Task instructions
(A) For each statement about the forum thread on driver profiles, (i) the profile used is decided by whose key unlocks the door, (ii) the wrong profile cannot be changed after the car has been started, and (iii) the person who started the thread expects the vehicle in about 8-10 weeks, answer yes or no and quote the words from the thread that decide it.
(B) Write the next part of the forum thread on driver profiles as the reply that follows its last post.

Expecting my 2018 4Motion SEL w/R-Line in about 8-10 weeks. My wife and I almost always have our vehicle keys with us when we travel together. Does the driver profile work based on who unlocks the door if both keys are in or near the vehicle or is it proximity to the driver's side or seat? Just curious... Thanks!


----------



## KarstGeo (Jan 19, 2018)

It's whoever's key unlocks the door. Keep in mind though that even if I open the door with my wife's key I can manually select my profile after starting the car from the menu that is on the dash when you start it...then it asks if you want to make the change, hit ok on the steering wheel, and it will adjust everything accordingly.


----------



## Jetta32696 (Mar 22, 2001)

KarstGeo said:


> It's whoever's key unlocks the door. Keep in mind though that even if I open the door with my wife's key I can manually select my profile after starting the car from the menu that is on the dash when you start it...then it asks if you want to make the change, hit ok on the steering wheel, and it will adjust everything accordingly.



Gotcha! Thanks.


----------



## jayin0507 (Apr 5, 2018)

I can't seem to find the auto manual setting int he infotament center. Can someone please provide a guide on where to find this setting.

Location annotation dataset excerpts

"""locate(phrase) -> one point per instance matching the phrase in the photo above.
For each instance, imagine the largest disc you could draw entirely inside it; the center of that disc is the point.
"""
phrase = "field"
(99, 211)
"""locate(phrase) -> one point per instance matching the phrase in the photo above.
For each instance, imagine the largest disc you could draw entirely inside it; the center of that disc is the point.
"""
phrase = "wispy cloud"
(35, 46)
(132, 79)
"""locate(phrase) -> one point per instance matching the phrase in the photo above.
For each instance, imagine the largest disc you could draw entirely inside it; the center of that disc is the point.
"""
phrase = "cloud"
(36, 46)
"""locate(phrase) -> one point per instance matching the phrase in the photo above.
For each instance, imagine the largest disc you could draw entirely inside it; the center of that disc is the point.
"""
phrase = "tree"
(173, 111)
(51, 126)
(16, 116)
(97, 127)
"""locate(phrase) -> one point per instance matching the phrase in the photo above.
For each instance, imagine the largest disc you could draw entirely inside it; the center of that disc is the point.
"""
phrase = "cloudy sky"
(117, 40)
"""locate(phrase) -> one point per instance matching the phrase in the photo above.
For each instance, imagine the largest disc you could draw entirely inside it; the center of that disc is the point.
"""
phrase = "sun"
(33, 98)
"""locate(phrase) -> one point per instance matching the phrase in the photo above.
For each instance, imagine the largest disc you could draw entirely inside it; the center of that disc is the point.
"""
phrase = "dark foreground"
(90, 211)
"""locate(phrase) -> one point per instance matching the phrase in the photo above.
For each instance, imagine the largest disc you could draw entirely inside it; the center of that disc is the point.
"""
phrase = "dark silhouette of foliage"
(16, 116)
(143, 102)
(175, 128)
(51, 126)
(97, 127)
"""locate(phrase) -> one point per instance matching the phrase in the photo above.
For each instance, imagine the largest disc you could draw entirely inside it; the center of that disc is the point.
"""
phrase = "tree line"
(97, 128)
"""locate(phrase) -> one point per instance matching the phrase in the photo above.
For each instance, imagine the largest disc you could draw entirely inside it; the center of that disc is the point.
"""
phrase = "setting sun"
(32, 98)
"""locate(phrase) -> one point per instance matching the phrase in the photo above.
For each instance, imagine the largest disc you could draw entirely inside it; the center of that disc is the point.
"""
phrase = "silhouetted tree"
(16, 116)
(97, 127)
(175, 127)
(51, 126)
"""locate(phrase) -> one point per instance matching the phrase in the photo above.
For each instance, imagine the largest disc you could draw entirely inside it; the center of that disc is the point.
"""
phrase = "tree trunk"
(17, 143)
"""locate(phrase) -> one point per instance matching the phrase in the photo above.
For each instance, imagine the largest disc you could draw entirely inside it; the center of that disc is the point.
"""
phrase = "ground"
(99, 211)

In response
(A)
(i) Yes: "It's whoever's key unlocks the door."
(ii) No: "I can manually select my profile after starting the car from the menu that is on the dash when you start it"
(iii) Yes: "Expecting my 2018 4Motion SEL w/R-Line in about 8-10 weeks."

(B)
----------



## jayin0507 (Apr 5, 2018)

*can't find the car setting*

I can't seem to find the setting anywhere for key syncing. Can you please give instructions on how to find it?


----------



## [email protected] (May 7, 2019)

*Personalization setting*

It's not easy to find but if you go to the personalization setting page, scroll all the way to the bottom of the page to find it.


----------



## GTINC (Jan 28, 2005)

jayin0507 said:


> I can't seem to find the setting anywhere for key syncing. Can you please give instructions on how to find it?


How can you not find it using the index? :screwy:


----------



## KarstGeo (Jan 19, 2018)

^^^This. Scrolling down is always obvious in the menus, it's at the bottom.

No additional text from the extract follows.